» **WRITTEN REQUEST**
Print the following lines word for word, every one of them.

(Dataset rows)
|---|
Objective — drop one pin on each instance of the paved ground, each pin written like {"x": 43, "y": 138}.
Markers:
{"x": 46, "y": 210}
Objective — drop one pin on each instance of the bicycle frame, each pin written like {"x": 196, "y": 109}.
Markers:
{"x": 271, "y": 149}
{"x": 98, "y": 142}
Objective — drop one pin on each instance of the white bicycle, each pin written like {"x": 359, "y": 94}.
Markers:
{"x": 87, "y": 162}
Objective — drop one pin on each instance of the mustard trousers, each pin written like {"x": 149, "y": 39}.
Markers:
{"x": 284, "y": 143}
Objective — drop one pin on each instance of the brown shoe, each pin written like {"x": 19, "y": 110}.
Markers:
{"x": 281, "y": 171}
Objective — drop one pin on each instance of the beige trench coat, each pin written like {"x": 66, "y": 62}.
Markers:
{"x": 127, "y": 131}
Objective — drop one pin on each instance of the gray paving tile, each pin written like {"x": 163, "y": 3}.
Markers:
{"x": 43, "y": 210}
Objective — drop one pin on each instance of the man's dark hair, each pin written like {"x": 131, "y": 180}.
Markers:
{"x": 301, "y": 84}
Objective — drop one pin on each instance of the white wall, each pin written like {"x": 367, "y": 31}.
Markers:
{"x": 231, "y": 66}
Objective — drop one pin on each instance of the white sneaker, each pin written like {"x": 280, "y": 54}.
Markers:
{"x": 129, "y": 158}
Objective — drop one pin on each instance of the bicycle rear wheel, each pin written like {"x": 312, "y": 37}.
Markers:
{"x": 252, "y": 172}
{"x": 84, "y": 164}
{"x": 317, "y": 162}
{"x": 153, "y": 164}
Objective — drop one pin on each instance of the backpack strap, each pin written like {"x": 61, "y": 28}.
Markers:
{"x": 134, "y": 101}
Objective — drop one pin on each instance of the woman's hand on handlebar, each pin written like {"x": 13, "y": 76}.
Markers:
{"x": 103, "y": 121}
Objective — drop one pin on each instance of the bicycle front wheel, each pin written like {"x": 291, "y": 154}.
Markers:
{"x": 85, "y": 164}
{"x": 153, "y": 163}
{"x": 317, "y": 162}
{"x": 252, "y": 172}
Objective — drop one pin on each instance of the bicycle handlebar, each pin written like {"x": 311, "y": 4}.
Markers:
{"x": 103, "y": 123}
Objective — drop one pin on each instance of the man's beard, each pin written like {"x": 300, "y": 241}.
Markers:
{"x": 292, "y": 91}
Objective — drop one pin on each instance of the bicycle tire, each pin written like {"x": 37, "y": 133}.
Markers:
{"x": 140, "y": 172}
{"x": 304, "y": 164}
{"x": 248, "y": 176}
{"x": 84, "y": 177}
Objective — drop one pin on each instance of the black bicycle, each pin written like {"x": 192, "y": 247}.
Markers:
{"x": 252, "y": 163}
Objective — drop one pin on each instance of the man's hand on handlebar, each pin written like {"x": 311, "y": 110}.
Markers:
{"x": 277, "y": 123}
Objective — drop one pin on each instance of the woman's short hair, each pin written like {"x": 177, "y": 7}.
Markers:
|---|
» **EXERCISE RESULT**
Objective — drop one pin on each instance of the paved ground, each pin written like {"x": 43, "y": 138}.
Markers:
{"x": 46, "y": 210}
Objective — drop one pin on each instance of the bicycle frame, each pin written like {"x": 196, "y": 109}.
Markers:
{"x": 271, "y": 149}
{"x": 98, "y": 142}
Objective — drop one pin on each instance of the white bicycle, each pin written like {"x": 359, "y": 94}.
Markers:
{"x": 87, "y": 162}
Objective — drop one pin on each instance of the mustard trousers, each pin written like {"x": 149, "y": 39}.
Markers:
{"x": 284, "y": 143}
Objective — drop one pin on each instance of the brown shoe, each pin written like {"x": 19, "y": 110}.
Markers:
{"x": 281, "y": 171}
Objective — drop one pin on each instance of the beige trench coat, each pin written like {"x": 66, "y": 62}.
Markers:
{"x": 127, "y": 131}
Objective — drop one pin on each instance of the gray paving tile, each pin written like {"x": 163, "y": 3}.
Markers:
{"x": 43, "y": 210}
Objective — drop one pin on each instance of the man's dark hair, each pin written like {"x": 131, "y": 180}.
Markers:
{"x": 301, "y": 84}
Objective — drop one pin on each instance of the white wall, each pin written like {"x": 367, "y": 31}.
Markers:
{"x": 231, "y": 66}
Objective — drop one pin on each instance of the white sneaker, each pin written like {"x": 280, "y": 54}.
Markers:
{"x": 129, "y": 158}
Objective — drop one pin on each instance of the bicycle rear wheel, each pin written like {"x": 312, "y": 37}.
Markers:
{"x": 252, "y": 172}
{"x": 84, "y": 164}
{"x": 317, "y": 162}
{"x": 153, "y": 164}
Objective — drop one pin on each instance of the backpack strap, each pin written like {"x": 61, "y": 28}.
Markers:
{"x": 134, "y": 101}
Objective — drop one pin on each instance of the woman's hand on handlebar, each pin written like {"x": 13, "y": 76}.
Markers:
{"x": 103, "y": 121}
Objective — drop one pin on each instance of the bicycle front wheel, each pin written like {"x": 291, "y": 154}.
Markers:
{"x": 85, "y": 164}
{"x": 153, "y": 163}
{"x": 317, "y": 162}
{"x": 252, "y": 172}
Objective — drop one pin on each instance of the bicycle handlebar, each pin written like {"x": 311, "y": 4}.
Markers:
{"x": 103, "y": 123}
Objective — drop one pin on each instance of the man's beard, each pin written like {"x": 300, "y": 241}.
Markers:
{"x": 292, "y": 91}
Objective — drop one pin on each instance of the bicycle tire, each pin written like {"x": 37, "y": 133}.
Markers:
{"x": 140, "y": 172}
{"x": 304, "y": 164}
{"x": 248, "y": 176}
{"x": 84, "y": 177}
Objective — drop one pin on each instance of the black bicycle, each pin written like {"x": 192, "y": 247}.
Markers:
{"x": 252, "y": 163}
Objective — drop one pin on each instance of the man's hand on handlebar, each pin written like {"x": 311, "y": 110}.
Markers:
{"x": 277, "y": 123}
Objective — drop one pin on each instance of the woman's short hair, each pin written like {"x": 177, "y": 7}.
Markers:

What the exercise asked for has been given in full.